> [GIVEN TASK] Recast the listing as a JSON list of strings, one string per line and no blank lines. Begin at the first line of the listing and stop after the line that contains "[[467, 231]]".

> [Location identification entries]
---------------

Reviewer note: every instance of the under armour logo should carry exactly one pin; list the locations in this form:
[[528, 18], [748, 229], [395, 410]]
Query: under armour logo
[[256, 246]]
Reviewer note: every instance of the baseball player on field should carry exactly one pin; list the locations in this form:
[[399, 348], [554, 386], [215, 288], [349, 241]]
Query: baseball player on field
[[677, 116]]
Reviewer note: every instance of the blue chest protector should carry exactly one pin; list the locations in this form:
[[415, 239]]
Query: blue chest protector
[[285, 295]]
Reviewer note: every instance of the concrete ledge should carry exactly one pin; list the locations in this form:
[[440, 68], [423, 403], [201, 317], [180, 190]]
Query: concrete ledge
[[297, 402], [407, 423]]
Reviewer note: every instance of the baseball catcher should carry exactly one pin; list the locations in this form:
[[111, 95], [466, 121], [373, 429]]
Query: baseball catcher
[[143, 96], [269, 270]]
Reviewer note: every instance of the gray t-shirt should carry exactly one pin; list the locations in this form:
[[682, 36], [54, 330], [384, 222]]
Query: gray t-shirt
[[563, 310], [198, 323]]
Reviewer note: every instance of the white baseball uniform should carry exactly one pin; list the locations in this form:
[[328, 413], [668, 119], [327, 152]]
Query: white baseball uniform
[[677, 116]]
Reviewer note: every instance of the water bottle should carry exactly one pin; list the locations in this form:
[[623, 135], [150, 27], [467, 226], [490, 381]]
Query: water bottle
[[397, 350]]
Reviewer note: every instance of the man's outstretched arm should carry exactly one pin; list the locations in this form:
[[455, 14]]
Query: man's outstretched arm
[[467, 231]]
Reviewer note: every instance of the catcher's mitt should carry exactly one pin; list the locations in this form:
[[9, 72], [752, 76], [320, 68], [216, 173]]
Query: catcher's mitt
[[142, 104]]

---------------

> [PROBLEM SOLUTION]
[
  "Reviewer note: every instance of the under armour logo should carry exactly one pin; list the locations in this form:",
  "[[528, 18], [748, 229], [395, 410]]",
  "Query: under armour logo",
  "[[256, 246]]",
  "Reviewer note: every instance of the baseball player on field should carry exactly one pin; list the locations in this form:",
  "[[399, 348], [554, 386], [215, 288], [349, 241]]",
  "Query: baseball player on field",
  "[[677, 116]]",
  "Reviewer note: every instance of the blue chest protector should carry exactly one pin; list the locations in this form:",
  "[[415, 239]]",
  "Query: blue chest protector",
  "[[285, 295]]",
  "Reviewer note: every instance of the concrete ledge should carry exactly one pin; list the locations in this form:",
  "[[440, 68], [423, 403], [201, 317], [180, 190]]",
  "Query: concrete ledge",
  "[[297, 402], [407, 423]]",
  "Reviewer note: every instance of the baseball catcher should carry exactly one pin; list the locations in this form:",
  "[[111, 95], [466, 121], [373, 429]]",
  "Query: baseball catcher",
  "[[143, 96], [269, 270]]",
  "Reviewer note: every instance of the gray t-shirt should carry exactly one pin; list the locations in this form:",
  "[[682, 36], [54, 330], [384, 222]]",
  "Query: gray t-shirt",
  "[[563, 310], [198, 323]]",
  "Reviewer note: every instance of the white baseball uniform should carry exactly one pin; list the locations in this form:",
  "[[328, 413], [668, 119], [327, 152]]",
  "Query: white baseball uniform",
  "[[677, 116]]",
  "Reviewer note: every instance of the water bottle should carry exactly one pin; list the locations in this form:",
  "[[623, 135], [150, 27], [467, 226], [490, 381]]",
  "Query: water bottle",
  "[[397, 350]]",
  "Reviewer note: every instance of the man's outstretched arm should carry exactly one pin; list the locations in this form:",
  "[[455, 14]]",
  "Query: man's outstretched arm",
  "[[467, 231]]"
]